### REQUIRED WORK
Decide whether each of these statements agrees with the post on Oodle's observability architecture. For each, answer yes or no and quote the deciding words of the post: 1. Observability data is immutable once written. 2. Query load on observability data is smooth. 3. Logs and traces follow a completely different design from metrics.

### DOCUMENT SEGMENT
_ _ _ _
How Oodle Keeps Observability Fast at Scale
Durable Storage. Elastic Queries.
If you've ever kept a giant observability cluster alive "just in case,"
you know the vibe: half your spend goes to idle capacity, and the other
half goes to hoping tonight's incident does not outgrow your sizing math.
Oodle takes a less dramatic approach. Keep data durable in object storage.
Bring compute to life only when someone actually asks a question.
That sentence sounds easy. Building it so it stays fast under real load is
the hard part. The rest of this post walks through how ingestion,
compaction, and query execution fit together in practice.
It focuses on metrics architecture. Logs and traces follow a
very similar design: separated storage/compute, elastic query paths, and
object-storage-backed durability.
Why a New Database Pattern?
Observability data behaves differently from general-purpose analytics data:
- It is immutable once written.
- Recent data matters disproportionately during incidents.
- Query load is spiky, not smooth.
- The same data often gets queried repeatedly.
- Even heavy queries are expected to feel real-time.
- Teams still need long retention windows with high fidelity.
That combination is why Oodle uses a different architecture shape: durable
object storage for retention, plus elastic compute for bursty read paths.
Why AI Changes the Scale Math
The shift toward AI is changing observability requirements in ways that compound on each other.
More telemetry per service. AI is being used to build features at record pace - which means more services being created, and more logs and metrics being generated. Adding more telemetry is now just a prompt away.
Burstier, more parallel queries. AI-assisted debugging tools — agents connected via MCP to Cursor or Claude, automated RCA pipelines — don't investigate the way a human does. A human opens a dashboard and follows one thread. An AI agent might test five hypotheses in parallel, each fanning out into multiple metric and log queries simultaneously. One investigation that used to be 3-4 queries becomes 15-20 concurrent requests hitting overlapping time ranges.
Longer retention windows matter more. AI model lifecycles span weeks or months. When inference latency regresses after a model update, teams need to correlate current behavior against training metrics and baseline performance from weeks ago. Aggressive downsampling — the traditional cost-control lever — destroys exactly the signal they need.
The net effect: the volume of data going in is growing, the volume and concurrency of queries coming out is growing, and the retention window those queries need to cover is growing. An architecture that couples storage cost to query capacity cannot keep up without over-provisioning.
Why is metrics data harder?
Most metrics show up every ~30 seconds, but not in one tidy stream per time
series. Ingestion is effectively round-robin across a huge number of series,
so each series gets scattered over time.
That creates three practical problems:
- You cannot rely on simple sequential-per-series write patterns.
- Compaction has to stitch interleaved fragments back into query-friendly
layouts. - Users still expect fast answers on very recent data while that stitching is
happening in the background.
This is why traditional databases struggle with this workload.
_ _ _ _
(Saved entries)
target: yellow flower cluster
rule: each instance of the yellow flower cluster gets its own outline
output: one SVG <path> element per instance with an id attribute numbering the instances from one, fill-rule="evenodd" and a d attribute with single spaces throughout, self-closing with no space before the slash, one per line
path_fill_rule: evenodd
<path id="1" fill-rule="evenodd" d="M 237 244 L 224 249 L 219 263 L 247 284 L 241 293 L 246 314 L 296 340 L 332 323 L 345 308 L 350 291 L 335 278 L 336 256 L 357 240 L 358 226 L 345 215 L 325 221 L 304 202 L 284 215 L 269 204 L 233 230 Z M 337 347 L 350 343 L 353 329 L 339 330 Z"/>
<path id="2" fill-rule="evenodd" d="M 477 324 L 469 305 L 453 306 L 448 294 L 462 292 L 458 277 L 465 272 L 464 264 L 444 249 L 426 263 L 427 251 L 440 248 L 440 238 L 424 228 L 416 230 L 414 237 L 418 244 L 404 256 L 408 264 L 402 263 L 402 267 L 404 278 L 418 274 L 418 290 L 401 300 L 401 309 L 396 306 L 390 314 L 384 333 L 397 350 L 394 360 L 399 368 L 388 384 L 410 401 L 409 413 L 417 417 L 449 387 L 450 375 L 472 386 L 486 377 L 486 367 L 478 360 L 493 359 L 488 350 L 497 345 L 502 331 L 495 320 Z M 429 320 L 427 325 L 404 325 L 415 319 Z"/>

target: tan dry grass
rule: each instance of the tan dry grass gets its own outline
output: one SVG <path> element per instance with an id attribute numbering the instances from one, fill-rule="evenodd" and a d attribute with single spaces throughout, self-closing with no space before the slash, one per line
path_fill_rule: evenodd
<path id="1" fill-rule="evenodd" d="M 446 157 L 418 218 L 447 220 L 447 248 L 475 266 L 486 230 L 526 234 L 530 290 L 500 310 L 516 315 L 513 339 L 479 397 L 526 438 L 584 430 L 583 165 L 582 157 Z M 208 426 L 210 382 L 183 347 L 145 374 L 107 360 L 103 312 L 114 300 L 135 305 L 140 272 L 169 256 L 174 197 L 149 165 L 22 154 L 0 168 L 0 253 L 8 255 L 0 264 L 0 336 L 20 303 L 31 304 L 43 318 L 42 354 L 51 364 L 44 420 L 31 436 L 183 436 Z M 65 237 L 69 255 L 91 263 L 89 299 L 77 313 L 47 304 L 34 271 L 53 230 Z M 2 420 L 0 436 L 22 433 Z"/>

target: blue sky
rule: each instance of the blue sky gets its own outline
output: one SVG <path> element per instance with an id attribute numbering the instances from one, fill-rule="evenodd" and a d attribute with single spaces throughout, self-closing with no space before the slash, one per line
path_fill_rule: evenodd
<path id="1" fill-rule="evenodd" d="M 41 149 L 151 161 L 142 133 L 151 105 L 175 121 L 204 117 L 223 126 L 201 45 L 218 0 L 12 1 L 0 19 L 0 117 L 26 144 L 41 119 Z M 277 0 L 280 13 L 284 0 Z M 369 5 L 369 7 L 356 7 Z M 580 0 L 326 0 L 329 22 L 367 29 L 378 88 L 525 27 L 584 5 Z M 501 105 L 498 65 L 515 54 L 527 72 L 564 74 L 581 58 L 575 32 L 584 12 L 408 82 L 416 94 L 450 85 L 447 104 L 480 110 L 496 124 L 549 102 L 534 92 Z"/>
_ _ _ _
### ANSWER FOR THIS EXERCISE
1. Yes: "It is immutable once written."
2. No: "Query load is spiky, not smooth."
3. No: "Logs and traces follow a very similar design"